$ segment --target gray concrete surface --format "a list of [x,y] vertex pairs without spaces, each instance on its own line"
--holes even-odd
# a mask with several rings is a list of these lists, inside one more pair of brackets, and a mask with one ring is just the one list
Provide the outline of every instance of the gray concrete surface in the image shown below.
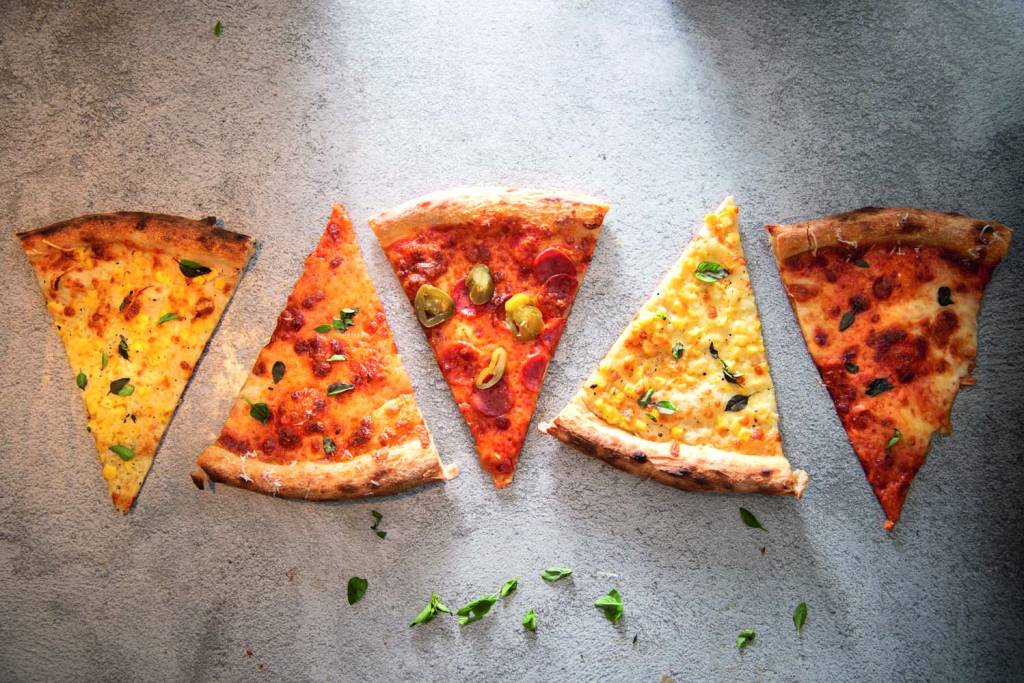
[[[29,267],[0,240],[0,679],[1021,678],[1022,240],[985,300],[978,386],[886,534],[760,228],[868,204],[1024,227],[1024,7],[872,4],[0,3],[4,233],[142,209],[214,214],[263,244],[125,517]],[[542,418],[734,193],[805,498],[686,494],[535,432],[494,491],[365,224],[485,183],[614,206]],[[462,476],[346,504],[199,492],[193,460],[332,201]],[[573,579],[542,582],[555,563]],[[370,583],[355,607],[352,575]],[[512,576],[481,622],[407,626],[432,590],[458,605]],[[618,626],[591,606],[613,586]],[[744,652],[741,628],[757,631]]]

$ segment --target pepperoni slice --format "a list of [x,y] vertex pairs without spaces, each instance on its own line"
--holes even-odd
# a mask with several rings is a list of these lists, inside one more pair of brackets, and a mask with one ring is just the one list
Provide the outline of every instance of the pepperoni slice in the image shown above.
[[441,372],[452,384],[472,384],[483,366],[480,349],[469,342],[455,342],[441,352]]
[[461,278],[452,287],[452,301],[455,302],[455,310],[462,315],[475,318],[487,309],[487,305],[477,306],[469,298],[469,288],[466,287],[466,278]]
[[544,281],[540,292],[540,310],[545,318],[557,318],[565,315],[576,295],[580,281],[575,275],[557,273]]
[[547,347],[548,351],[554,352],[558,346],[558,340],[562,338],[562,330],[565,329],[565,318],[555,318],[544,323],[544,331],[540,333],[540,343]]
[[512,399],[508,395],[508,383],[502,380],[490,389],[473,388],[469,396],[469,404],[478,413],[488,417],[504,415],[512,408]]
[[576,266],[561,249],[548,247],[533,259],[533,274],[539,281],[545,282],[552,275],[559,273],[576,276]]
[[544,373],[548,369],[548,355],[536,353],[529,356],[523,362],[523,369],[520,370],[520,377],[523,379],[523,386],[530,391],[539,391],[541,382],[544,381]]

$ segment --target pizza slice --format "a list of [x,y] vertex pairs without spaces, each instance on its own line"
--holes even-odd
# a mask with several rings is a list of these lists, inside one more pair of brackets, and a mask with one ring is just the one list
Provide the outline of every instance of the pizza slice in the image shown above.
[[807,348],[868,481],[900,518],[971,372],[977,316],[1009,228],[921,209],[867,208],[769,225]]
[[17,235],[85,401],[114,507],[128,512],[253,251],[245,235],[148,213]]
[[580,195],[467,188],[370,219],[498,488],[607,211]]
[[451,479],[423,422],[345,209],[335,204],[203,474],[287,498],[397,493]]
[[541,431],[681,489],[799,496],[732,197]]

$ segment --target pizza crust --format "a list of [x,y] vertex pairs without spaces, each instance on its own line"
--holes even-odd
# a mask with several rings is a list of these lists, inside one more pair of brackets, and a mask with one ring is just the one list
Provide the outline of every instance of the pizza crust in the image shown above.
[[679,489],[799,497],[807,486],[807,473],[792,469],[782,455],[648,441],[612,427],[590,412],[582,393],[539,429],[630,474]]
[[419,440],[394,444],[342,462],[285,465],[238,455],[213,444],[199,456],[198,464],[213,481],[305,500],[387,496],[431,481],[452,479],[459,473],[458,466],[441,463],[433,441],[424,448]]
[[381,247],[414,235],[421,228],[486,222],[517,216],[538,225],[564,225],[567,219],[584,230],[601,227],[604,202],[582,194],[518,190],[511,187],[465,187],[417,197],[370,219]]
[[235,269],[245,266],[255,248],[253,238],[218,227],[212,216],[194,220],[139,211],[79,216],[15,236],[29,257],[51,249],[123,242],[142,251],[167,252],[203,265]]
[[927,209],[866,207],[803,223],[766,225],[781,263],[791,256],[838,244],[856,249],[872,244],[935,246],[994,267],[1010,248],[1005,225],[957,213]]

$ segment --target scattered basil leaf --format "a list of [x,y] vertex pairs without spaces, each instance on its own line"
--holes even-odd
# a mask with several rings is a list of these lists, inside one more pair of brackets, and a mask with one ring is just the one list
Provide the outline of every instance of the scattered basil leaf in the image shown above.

::::

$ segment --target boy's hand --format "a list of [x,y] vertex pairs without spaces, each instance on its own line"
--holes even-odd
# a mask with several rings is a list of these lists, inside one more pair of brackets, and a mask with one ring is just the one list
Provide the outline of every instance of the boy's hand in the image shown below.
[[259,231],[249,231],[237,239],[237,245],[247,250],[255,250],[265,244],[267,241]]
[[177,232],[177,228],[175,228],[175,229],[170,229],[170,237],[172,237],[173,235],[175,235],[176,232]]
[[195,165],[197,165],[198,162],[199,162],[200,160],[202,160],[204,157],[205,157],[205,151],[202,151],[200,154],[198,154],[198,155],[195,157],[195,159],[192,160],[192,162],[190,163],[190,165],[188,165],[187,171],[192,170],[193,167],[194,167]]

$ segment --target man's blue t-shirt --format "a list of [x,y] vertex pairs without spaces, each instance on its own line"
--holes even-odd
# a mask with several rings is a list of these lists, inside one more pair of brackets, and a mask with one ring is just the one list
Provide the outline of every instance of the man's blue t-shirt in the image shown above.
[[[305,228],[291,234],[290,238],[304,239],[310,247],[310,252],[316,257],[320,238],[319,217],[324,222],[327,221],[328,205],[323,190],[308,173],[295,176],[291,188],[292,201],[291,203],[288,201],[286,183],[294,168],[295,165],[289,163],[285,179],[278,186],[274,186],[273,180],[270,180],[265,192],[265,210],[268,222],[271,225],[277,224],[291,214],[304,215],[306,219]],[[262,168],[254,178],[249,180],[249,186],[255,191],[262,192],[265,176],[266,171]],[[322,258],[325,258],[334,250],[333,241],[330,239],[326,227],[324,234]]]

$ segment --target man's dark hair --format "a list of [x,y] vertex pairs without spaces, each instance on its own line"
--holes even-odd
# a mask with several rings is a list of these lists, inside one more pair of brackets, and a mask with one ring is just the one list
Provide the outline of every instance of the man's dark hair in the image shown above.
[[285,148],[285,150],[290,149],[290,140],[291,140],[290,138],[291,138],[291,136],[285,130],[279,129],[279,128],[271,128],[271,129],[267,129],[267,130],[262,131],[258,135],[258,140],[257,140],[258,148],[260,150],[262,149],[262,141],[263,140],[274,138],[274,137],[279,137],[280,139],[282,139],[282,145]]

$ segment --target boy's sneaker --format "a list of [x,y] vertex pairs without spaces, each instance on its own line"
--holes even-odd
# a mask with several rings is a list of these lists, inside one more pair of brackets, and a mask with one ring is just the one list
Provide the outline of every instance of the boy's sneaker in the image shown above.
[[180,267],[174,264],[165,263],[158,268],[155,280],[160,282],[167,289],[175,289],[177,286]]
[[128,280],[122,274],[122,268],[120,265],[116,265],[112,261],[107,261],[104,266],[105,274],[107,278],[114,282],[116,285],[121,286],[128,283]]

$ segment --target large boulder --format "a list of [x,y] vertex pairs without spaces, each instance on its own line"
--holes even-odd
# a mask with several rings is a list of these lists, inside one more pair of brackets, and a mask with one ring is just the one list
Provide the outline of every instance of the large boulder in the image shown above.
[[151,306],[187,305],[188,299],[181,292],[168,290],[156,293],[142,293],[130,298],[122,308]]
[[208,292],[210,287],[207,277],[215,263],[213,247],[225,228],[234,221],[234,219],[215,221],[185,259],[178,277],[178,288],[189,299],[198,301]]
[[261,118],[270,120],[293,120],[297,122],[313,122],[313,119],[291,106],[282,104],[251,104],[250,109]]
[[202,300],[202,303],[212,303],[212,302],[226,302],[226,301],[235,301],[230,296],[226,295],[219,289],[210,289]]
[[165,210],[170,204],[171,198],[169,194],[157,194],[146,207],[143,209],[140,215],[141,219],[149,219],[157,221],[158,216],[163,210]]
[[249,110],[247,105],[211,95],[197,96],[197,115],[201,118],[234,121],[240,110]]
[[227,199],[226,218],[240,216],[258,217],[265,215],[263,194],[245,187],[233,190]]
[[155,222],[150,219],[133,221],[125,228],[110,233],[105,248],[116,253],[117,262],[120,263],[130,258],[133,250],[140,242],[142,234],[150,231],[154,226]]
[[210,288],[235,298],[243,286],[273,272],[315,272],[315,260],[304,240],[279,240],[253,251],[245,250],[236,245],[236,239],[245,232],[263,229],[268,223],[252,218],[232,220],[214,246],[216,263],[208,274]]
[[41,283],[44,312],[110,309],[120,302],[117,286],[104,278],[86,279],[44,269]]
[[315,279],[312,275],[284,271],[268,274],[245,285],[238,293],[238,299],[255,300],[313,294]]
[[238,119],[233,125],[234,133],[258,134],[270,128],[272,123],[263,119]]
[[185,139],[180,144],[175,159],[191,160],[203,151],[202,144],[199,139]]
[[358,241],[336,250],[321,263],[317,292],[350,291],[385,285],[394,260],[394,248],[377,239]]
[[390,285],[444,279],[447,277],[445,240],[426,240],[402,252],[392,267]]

::::

§ What you are asked to do
Give the number of lines above that contain "basil", and nothing more.

§ Task solution
2